Problem requirements: Though the entries hold pictures, only their text should be duplicated, exactly and in full.

━━━ Task material

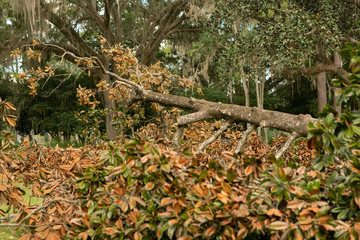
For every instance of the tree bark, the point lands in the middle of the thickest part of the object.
(320, 82)
(337, 62)
(210, 110)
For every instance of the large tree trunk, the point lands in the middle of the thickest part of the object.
(210, 110)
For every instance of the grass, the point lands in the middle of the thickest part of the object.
(11, 232)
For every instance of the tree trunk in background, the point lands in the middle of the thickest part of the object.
(321, 90)
(337, 62)
(111, 131)
(245, 84)
(320, 81)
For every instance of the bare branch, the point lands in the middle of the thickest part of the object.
(244, 136)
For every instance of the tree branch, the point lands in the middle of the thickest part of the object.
(306, 71)
(65, 28)
(214, 136)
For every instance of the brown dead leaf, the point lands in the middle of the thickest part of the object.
(278, 225)
(274, 212)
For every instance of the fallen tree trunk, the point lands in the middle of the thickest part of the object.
(204, 110)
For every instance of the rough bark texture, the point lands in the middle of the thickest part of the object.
(320, 79)
(337, 62)
(321, 90)
(210, 110)
(160, 25)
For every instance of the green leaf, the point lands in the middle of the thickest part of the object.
(356, 129)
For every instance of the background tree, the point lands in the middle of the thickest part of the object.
(142, 25)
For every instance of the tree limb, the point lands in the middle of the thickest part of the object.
(306, 71)
(214, 136)
(287, 144)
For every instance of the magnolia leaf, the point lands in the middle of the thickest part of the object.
(278, 225)
(274, 212)
(10, 120)
(210, 231)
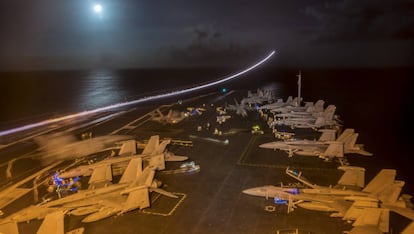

━━━━━━

Problem solution:
For every instance of the tree bark, the point lands in the middle of the thickest part of the object.
(320, 82)
(337, 62)
(210, 110)
For every instance of the large tree trunk, the point lands in the middle of the thickest part of the object.
(210, 110)
For every instance of the grass, the point lands in the middle of the thickest part of the object.
(11, 232)
For every instance of the tree trunk in background, the point lands in the middle of the thickest part of the object.
(321, 90)
(337, 62)
(111, 131)
(245, 84)
(320, 81)
For every instance of the bare branch, the point lands in the middle of the thickest part of the object.
(244, 136)
For every instance of the tree branch, the point lands in the middle of the thickest part of the object.
(306, 71)
(65, 28)
(214, 136)
For every instance of the brown dead leaf, the point lands in the middle of the thickest part of the object.
(278, 225)
(274, 212)
For every instance of the fallen tree trunk, the point lands in the middle of the thickest part of the object.
(204, 110)
For every instance of the rough bark texture, the point lands in the middle of the thickest part of the object.
(320, 79)
(337, 62)
(321, 90)
(210, 110)
(160, 25)
For every instance of the green leaf, the point lands in the middle of the thickest part of the object.
(356, 129)
For every instance of the background tree, the point lands in the middle of the thickest part of the object.
(142, 25)
For every instance of the tree limb, the point lands in the middle of the thickest part of the object.
(306, 71)
(214, 136)
(287, 144)
For every instance of the magnolia leaf, the point lands in the middle of the thickest part of the object.
(278, 225)
(274, 212)
(10, 120)
(210, 231)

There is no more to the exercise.